> [Complete the following]
A: According to the passage below on biomarker expression, why are ER and HER2 status dichotomised for clinical practice?
B: Extend the passage below on biomarker expression, picking up after its final sentence.

> [Text block]
The expression of biomarkers such as ER, HER2 and PR is continuous but then dichotomised based on a threshold for use in clinical practice. For ER and HER2 status, this is primarily done to facilitate decision-making for specific adjuvant therapies. There is good evidence that the prognostic effect of these biomarkers varies with the level of expression [[18], [19], [20]] and the inclusion of a multi-category ordinal scale or a continuous measure of expression in the model has the potential to improve model performance.

> [Given information]
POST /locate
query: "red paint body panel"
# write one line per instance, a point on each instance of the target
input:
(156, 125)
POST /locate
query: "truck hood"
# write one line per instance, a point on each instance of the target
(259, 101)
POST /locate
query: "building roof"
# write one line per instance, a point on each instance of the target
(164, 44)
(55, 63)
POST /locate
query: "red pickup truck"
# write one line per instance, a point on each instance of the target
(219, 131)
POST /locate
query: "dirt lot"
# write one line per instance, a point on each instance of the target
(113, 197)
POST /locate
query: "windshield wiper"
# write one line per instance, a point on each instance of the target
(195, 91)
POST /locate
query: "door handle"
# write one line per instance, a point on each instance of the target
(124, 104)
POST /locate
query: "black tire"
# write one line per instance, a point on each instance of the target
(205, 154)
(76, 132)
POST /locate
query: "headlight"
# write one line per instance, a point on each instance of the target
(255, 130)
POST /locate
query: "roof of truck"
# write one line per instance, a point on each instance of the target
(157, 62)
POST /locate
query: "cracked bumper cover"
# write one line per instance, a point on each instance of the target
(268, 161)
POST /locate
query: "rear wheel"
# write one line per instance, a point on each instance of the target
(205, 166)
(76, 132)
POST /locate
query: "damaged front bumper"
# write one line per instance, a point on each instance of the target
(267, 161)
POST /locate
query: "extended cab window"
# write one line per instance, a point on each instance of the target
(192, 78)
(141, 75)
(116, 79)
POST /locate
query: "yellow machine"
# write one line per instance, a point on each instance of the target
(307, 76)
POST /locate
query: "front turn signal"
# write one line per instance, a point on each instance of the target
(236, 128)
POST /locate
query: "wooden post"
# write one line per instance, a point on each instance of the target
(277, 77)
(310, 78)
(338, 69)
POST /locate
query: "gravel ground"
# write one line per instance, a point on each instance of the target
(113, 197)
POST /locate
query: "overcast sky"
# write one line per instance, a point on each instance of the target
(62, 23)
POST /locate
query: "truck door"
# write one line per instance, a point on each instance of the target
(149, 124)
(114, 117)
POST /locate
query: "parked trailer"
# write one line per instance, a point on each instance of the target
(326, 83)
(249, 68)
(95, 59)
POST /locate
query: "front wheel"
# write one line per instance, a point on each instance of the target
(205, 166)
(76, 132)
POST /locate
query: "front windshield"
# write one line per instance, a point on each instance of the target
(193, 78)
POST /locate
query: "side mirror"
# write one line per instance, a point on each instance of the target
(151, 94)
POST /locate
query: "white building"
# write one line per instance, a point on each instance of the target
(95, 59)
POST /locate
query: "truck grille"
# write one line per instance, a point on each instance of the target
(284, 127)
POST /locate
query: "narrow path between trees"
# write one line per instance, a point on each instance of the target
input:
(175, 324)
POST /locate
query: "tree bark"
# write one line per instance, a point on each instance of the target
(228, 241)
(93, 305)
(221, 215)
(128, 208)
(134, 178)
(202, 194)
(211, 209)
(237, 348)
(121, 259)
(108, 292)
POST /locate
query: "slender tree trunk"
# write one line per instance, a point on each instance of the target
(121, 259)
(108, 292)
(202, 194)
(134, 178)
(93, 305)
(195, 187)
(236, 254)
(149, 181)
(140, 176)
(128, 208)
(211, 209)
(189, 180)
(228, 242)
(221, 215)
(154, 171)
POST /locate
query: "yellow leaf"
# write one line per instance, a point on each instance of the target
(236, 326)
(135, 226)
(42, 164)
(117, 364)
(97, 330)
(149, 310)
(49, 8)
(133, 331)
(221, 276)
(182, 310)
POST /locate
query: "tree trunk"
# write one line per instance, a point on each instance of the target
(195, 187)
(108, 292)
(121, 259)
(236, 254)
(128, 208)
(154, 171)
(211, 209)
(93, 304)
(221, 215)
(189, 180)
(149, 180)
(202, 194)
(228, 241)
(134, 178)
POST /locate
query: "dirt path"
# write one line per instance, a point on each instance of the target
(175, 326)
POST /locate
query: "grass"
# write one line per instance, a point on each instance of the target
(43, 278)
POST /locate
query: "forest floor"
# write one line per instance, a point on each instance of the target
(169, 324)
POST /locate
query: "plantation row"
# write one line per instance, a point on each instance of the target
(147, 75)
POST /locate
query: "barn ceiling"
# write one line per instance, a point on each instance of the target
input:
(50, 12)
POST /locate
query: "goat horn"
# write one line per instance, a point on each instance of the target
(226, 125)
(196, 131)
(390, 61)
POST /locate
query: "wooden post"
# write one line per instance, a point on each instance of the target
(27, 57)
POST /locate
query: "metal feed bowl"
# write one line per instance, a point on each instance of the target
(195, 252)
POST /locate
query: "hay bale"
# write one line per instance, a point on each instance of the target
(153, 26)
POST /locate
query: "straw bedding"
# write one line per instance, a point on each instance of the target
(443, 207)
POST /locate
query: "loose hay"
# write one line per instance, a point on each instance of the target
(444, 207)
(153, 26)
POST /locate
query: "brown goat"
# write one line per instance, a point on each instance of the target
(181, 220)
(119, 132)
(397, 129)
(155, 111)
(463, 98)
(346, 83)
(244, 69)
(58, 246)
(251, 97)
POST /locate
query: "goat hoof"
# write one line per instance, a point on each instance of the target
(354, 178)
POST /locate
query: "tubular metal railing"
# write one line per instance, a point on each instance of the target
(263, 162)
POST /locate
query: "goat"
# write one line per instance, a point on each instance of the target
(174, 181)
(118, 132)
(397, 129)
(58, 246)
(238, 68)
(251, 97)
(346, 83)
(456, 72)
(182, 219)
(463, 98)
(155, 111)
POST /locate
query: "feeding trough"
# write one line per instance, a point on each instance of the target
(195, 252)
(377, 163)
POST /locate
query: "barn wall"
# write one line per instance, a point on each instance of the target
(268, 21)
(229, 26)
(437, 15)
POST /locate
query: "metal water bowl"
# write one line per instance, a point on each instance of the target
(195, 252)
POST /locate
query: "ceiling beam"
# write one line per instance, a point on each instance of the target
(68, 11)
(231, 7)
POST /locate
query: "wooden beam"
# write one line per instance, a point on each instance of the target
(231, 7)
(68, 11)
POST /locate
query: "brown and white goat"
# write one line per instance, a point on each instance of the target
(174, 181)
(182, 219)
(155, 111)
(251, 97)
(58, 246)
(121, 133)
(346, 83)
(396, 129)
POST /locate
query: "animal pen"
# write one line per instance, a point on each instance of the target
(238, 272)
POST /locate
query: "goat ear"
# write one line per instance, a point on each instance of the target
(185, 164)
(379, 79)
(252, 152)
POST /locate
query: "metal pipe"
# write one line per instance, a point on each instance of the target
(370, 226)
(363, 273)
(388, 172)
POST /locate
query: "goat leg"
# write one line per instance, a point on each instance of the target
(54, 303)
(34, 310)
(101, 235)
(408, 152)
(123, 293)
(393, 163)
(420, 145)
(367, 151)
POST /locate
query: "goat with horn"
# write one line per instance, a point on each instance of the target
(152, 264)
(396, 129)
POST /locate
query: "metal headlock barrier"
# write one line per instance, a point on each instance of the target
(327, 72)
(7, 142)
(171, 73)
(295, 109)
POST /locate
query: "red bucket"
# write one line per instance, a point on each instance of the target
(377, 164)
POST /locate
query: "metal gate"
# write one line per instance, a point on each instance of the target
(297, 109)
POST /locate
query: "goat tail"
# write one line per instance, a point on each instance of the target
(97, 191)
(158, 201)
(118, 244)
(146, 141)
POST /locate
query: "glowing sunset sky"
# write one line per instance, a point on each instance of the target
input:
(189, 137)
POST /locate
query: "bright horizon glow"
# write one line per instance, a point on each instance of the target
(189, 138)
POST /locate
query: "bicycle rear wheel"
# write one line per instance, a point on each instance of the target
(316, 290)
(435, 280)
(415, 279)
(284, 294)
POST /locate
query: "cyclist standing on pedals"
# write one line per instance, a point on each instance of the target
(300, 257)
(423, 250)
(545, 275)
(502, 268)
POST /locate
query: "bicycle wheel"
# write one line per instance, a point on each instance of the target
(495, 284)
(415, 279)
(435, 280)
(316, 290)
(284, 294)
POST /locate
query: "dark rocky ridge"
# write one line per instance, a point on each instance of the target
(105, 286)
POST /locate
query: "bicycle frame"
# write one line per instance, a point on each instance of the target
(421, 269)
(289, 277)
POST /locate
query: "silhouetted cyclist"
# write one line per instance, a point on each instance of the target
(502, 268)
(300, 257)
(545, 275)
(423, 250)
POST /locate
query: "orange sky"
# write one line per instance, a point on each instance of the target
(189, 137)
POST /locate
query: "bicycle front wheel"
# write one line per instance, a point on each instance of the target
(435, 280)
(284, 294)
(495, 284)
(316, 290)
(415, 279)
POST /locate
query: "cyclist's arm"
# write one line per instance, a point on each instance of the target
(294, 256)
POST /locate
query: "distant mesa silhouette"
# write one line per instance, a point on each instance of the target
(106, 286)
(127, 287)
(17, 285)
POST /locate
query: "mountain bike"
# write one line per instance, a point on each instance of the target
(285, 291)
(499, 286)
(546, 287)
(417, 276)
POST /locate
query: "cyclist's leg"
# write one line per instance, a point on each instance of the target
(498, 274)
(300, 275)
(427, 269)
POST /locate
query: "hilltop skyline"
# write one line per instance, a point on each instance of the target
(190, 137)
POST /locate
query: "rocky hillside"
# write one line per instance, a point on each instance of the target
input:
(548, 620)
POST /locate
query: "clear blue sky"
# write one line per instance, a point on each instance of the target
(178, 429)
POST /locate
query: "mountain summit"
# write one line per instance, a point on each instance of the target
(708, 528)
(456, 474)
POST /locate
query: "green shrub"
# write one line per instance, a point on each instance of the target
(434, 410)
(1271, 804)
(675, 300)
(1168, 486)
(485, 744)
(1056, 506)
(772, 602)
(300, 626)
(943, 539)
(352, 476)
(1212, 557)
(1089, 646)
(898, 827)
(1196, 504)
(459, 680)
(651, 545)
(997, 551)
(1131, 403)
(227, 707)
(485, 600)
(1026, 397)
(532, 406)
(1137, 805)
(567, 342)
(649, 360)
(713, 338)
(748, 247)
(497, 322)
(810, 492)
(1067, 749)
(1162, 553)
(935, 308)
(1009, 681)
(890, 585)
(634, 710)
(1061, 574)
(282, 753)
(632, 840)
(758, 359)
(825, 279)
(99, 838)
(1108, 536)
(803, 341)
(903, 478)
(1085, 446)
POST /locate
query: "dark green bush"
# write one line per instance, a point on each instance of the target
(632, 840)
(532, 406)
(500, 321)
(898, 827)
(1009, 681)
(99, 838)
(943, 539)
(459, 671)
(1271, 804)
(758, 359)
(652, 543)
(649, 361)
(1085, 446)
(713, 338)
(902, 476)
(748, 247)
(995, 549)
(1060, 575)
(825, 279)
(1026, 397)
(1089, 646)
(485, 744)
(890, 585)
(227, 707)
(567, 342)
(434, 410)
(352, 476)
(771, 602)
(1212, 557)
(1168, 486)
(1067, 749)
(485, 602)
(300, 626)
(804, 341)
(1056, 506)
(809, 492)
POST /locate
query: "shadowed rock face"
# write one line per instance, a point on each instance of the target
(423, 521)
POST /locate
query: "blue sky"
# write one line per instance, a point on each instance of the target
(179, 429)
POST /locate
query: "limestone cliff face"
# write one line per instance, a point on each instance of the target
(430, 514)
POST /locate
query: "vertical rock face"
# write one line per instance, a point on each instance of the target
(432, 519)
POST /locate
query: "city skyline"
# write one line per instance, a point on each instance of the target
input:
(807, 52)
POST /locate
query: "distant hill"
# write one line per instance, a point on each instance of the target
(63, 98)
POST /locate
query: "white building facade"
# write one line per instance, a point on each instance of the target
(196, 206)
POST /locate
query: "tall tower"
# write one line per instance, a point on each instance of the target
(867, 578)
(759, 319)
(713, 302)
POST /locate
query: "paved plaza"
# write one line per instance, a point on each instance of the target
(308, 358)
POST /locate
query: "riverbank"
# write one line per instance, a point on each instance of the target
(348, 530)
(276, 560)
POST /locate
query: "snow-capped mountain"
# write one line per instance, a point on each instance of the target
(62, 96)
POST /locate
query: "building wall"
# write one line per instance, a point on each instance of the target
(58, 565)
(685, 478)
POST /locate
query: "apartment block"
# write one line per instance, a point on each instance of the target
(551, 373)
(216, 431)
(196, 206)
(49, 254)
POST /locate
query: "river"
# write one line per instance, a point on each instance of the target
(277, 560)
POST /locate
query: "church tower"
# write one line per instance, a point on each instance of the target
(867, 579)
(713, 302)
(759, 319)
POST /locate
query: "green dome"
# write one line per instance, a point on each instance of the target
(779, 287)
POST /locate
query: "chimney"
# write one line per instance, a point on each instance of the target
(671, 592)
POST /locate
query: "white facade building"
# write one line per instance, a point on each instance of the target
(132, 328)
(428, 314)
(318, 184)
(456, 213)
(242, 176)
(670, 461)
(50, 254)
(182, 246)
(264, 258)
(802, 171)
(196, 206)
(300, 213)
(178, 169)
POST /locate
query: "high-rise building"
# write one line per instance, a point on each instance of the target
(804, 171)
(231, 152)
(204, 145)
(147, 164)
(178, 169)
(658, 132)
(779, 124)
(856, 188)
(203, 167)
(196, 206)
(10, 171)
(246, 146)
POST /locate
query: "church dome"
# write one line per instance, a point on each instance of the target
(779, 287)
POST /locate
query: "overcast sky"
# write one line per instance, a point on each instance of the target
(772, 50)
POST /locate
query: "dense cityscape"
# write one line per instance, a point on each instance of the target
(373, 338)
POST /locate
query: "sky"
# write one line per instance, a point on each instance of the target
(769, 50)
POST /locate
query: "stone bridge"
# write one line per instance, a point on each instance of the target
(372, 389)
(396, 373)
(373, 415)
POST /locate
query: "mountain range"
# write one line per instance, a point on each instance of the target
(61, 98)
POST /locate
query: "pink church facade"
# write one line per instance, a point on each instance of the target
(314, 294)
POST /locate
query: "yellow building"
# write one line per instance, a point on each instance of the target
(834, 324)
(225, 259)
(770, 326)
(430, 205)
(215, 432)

> [Outputs for the tasks]
A: Primarily to facilitate decision-making for specific adjuvant therapies.

B:
In conclusion, the incorporation of the prognostic effect of PR status into PREDICT Breast has resulted in a small, statistically significant improvement in discrimination with some reclassification in clinically relevant risk thresholds. On the other hand, the calibration of the modified PREDICT model in an independent data set was slightly poorer. The improvement in discrimination is likely to be generalisable across diverse case cohorts as it is primarily dependent on the magnitude of the hazard ratio associated with progesterone receptor status which is likely to be robustly estimated. In contrast, calibration is dependent on the baseline hazard which may vary across different populations and time periods as well as the distribution of the biomarker in different populations. Thus, progesterone receptor expression will be included into a new version of PREDICT Breast (v2.3) based on the improvement in discrimination and the reclassification. Further studies should investigate the potential improvement that recalibrating the baseline hazard function could have on country-specific model performance.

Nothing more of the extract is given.